▸ Source excerpt
■ ■ ■
# What potting soil to use?



## tignish99 (May 30, 2013)

I am planning to put pots of real plants in my enclosure and bury the pots into the cypress substrate. All the potting soil I have found at garden centres has vermiculite. Any ideas what else I can use, please?

Thank you.


----------



## lynnedit (May 30, 2013)

Just use topsoil. That should work well. You can put a little bit of gravel in the bottom of the pot to help with drainage, too.


----------



## bmt123 (May 30, 2013)

The cheapest ones are generally your best bet. The two dollar bags generally don't have any chemicals.


----------



## samsmom (May 30, 2013)

i use organic soil


----------



## alysciaingram (May 30, 2013)

I don't know where abouts you're located, but lowes sells organic top soil for 3.50 that is working well in my indoor and outdoor enclosures. It's the best price for the amount I've found yet.


----------



## tignish99 (May 30, 2013)

Thank you all. I will go buy some tomorrow.


----------



## ascott (May 30, 2013)

http://www.homedepot.com/p/Premier-3-cu-ft-Peat-Moss-70976040/100626048#.Uag_59Ce5kA

along with some good ole fashion dirt from your yard (free of pesticides/herbicides/fertilizer) will work great...
■ ■ ■
▸ Exercise set
1 > Set down, word for word, the part of the potting soil thread that opens with the words containing "## lynnedit (May" and closes with "bmt123 (May 30, 2013)".
2 > Resume the forum thread about potting soil for an enclosure, carrying it on past its final post.
■ ■ ■
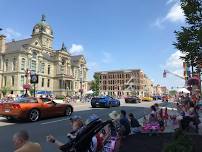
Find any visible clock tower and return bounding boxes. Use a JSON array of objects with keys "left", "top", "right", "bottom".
[{"left": 32, "top": 15, "right": 53, "bottom": 49}]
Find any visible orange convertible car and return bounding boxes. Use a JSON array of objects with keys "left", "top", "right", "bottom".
[{"left": 0, "top": 97, "right": 73, "bottom": 122}]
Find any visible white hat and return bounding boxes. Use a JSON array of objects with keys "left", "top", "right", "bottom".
[{"left": 109, "top": 111, "right": 120, "bottom": 120}]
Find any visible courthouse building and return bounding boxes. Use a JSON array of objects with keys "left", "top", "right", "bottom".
[
  {"left": 0, "top": 15, "right": 88, "bottom": 95},
  {"left": 95, "top": 69, "right": 153, "bottom": 97}
]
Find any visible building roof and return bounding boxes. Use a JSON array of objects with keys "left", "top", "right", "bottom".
[
  {"left": 42, "top": 53, "right": 55, "bottom": 61},
  {"left": 96, "top": 69, "right": 143, "bottom": 73},
  {"left": 6, "top": 38, "right": 32, "bottom": 52}
]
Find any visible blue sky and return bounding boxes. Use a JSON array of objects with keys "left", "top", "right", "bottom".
[{"left": 0, "top": 0, "right": 184, "bottom": 87}]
■ ■ ■
▸ Exercise responses
1 >
## lynnedit (May 30, 2013)

Just use topsoil. That should work well. You can put a little bit of gravel in the bottom of the pot to help with drainage, too.


----------



## bmt123 (May 30, 2013)

2 >
With organic soil please be sure to read the ingredients and advertisement such as "fast growing items" as these are simply words for fertilizer and plant food----which can have an adverse health affect on a tortoise who lives in, nibbles on and mucks about in it...


----------



## tignish99 (May 31, 2013)

This seems to be the Canadian version of the peat moss http://www.homedepot.ca/product/peat-moss-22-cubic-feet/917867

Does that look ok?


----------



## tignish99 (May 31, 2013)

Do I need to sterilize any of the soil or peat moss?


----------



## alysciaingram (May 31, 2013)

I put mine out in the sun spread out in totes, but that's because I usually mix it with ecoearth coco husk and it needs to dry some. I like to think it kills any bugs that might have gotten into the bag. I know some people bake or freeze their dirt though. Just pop it into one of those disposable turkey trays and bake/freeze.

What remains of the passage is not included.